START The records
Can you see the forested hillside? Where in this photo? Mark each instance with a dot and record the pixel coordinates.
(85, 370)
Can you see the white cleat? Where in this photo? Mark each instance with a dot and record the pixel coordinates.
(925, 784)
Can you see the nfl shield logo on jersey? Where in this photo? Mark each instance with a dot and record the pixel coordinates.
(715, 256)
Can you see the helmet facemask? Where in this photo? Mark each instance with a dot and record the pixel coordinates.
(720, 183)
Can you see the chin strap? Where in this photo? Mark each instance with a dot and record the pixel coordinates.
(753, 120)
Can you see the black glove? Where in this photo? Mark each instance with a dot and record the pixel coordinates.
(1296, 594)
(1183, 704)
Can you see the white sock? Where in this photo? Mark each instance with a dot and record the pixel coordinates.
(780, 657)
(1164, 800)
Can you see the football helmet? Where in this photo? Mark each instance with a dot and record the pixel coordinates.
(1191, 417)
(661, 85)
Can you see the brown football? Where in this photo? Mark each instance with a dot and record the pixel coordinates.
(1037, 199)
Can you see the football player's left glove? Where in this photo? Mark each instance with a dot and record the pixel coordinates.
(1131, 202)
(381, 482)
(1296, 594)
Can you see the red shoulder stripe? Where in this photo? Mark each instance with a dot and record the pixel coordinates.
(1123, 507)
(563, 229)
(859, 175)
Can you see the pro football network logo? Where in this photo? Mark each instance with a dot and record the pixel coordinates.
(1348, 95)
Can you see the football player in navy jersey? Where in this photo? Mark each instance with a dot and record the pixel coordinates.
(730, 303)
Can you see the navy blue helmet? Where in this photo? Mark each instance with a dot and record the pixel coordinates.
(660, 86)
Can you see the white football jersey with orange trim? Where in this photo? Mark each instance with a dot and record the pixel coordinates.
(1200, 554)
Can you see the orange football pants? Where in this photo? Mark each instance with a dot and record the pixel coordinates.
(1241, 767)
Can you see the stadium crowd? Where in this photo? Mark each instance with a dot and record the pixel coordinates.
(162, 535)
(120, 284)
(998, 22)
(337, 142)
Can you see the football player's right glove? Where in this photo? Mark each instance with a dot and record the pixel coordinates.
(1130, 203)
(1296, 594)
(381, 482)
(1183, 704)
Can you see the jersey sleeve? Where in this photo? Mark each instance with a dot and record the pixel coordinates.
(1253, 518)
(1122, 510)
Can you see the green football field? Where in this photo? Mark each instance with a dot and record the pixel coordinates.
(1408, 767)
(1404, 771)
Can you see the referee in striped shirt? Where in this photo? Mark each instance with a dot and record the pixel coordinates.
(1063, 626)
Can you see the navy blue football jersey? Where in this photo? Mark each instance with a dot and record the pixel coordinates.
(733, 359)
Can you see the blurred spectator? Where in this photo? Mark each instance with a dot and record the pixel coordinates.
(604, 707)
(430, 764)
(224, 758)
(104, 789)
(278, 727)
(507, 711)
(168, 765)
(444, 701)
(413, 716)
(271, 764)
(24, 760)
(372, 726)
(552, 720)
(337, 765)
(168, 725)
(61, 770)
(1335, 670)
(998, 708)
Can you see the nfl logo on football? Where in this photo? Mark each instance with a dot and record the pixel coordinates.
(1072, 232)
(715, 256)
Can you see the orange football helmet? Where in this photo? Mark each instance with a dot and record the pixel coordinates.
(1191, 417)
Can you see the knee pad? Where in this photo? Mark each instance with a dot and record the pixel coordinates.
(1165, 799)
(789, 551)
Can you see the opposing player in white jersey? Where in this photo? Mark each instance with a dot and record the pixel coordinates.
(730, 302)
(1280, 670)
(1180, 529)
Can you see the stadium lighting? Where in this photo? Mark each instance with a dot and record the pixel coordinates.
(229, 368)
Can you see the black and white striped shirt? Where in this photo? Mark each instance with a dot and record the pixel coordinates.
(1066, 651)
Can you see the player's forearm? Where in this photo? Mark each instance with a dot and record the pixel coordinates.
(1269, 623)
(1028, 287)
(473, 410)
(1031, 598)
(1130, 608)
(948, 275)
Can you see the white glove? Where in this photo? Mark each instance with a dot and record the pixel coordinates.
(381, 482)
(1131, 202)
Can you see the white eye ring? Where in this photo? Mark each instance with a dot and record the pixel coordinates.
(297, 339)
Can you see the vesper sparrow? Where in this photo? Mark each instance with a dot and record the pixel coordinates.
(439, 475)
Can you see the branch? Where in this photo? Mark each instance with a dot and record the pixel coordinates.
END The records
> [Problem]
Each entry in the data must be copied exactly.

> [Written answer]
Can you see the forested hillside? Where in this photo? Mark each instance with a dot and record the pixel coordinates.
(85, 370)
Can you see the white cleat? Where in this photo? Mark each instance with a dot and record the pixel coordinates.
(925, 784)
Can you see the nfl shield logo on jersey? Where in this photo? Mark each instance with a dot and record the pixel coordinates.
(715, 256)
Can you see the helmet facemask? Where in this photo? Mark each instance with a dot and record the pixel coordinates.
(720, 183)
Can you see the chin strap? Where in this photo? Mark each instance with a dot and record the pixel coordinates.
(753, 120)
Can you see the black glove? Where in this photo? Mark each instance with a dot and record the pixel coordinates.
(1296, 594)
(1183, 704)
Can you see the white sock? Where in this photo? Mark each instance with a dot and record the pixel coordinates.
(780, 657)
(1164, 800)
Can you see the football helmet? Where in this photo? Mark each instance with a dot and record the pixel coordinates.
(1191, 417)
(661, 85)
Can you see the brown football? Where in this photo? Mark each instance with a dot and record the pixel coordinates.
(1037, 199)
Can you see the football player's left glove? Where in this photo? Mark each instance with a dot and record the pixel coordinates.
(1131, 202)
(381, 482)
(1296, 594)
Can you see the red shoulder stripe? Where in this photo? Mark each instance with a dot and record the pixel coordinates.
(1123, 507)
(563, 229)
(859, 175)
Can you see the pro football network logo? Where in this photo? Mark each instance with a dot and record the pixel coordinates.
(1348, 95)
Can you see the football player in navy jersey? Where in this photo? Mark each instance with a dot and record the pixel coordinates.
(730, 303)
Can you see the navy blue helmet? Where in this photo? Mark each instance with a dot and record the pixel coordinates.
(660, 86)
Can you see the white football jersey with orange trim? Where in this photo? Mark each instance with a dot and record the pixel coordinates.
(1200, 554)
Can you see the orange football pants? Where in this photo? Mark each instance with a dot and record the pixel coordinates.
(1241, 767)
Can you see the stadium crowd? Where in this photo? Mark each instance with a dot and record the pixel coordinates.
(162, 535)
(120, 284)
(998, 22)
(337, 142)
Can you see the football player's right glove? Where in this photo? Mark each instance with a dot and record the pixel coordinates.
(1130, 203)
(1296, 594)
(381, 482)
(1183, 704)
Can you see the jersey sleeve? Where in this photo? Mark each instance with a dot and record the pixel coordinates.
(1253, 518)
(1122, 510)
Can you see the green football field? Where in this photo? Mark each instance with a dot and record the pixel coordinates.
(1408, 767)
(1404, 771)
Can you see the referee in striped shirt? Where in this photo? Mark each instance with a dot and record the pixel coordinates.
(1063, 626)
Can you see the navy blue football jersey? Where in this photo? Mark each instance with a dot and record the pixel coordinates.
(733, 359)
Can you see the blurred spectator? Where in this photo? Mark each instance with a dot and record the pixel coordinates.
(604, 707)
(430, 764)
(224, 758)
(104, 789)
(278, 727)
(507, 711)
(168, 765)
(444, 701)
(413, 716)
(271, 764)
(24, 760)
(372, 726)
(552, 720)
(337, 765)
(168, 725)
(61, 770)
(1335, 670)
(998, 708)
Can you see the nfl logo on football? Where in this photo? Mark each instance with a dot and record the pixel coordinates.
(1072, 232)
(715, 256)
Can you see the orange football helmet? Where in this photo? Mark each instance with a dot and record the pixel coordinates.
(1191, 417)
Can you see the knee pad? Where in this photo? Mark each instance with a dot and record the pixel coordinates.
(1165, 799)
(789, 551)
Can you see the opposing player in white jersey? Where in this photo? Mark each instance with a dot and record the pixel coordinates.
(730, 302)
(1280, 670)
(1180, 529)
Can you see the stadium lighting? Where in this photo? Mark each instance with a dot and record the pixel coordinates.
(229, 368)
Can you see the black and white striped shirt? Where in this photo? Mark each instance with a dot and record the pixel coordinates.
(1066, 651)
Can you see the player's forearm? Where in this photo? Mark each instance with a dot and record the pixel coordinates.
(1269, 623)
(1028, 287)
(473, 410)
(1031, 598)
(1130, 608)
(948, 275)
Can you see the white glove? Where in this photo? Mark each instance with a dot and record the pixel coordinates.
(381, 482)
(1131, 202)
Can you see the white eye ring? Where in this photo? Mark each instance with a dot and record the pixel coordinates.
(297, 339)
Can you see the vesper sparrow? Where in this photo? Mark each instance with a dot and record the pixel coordinates.
(439, 475)
Can you see the branch? Where in this photo? Mark each instance with a dot and record the pixel coordinates.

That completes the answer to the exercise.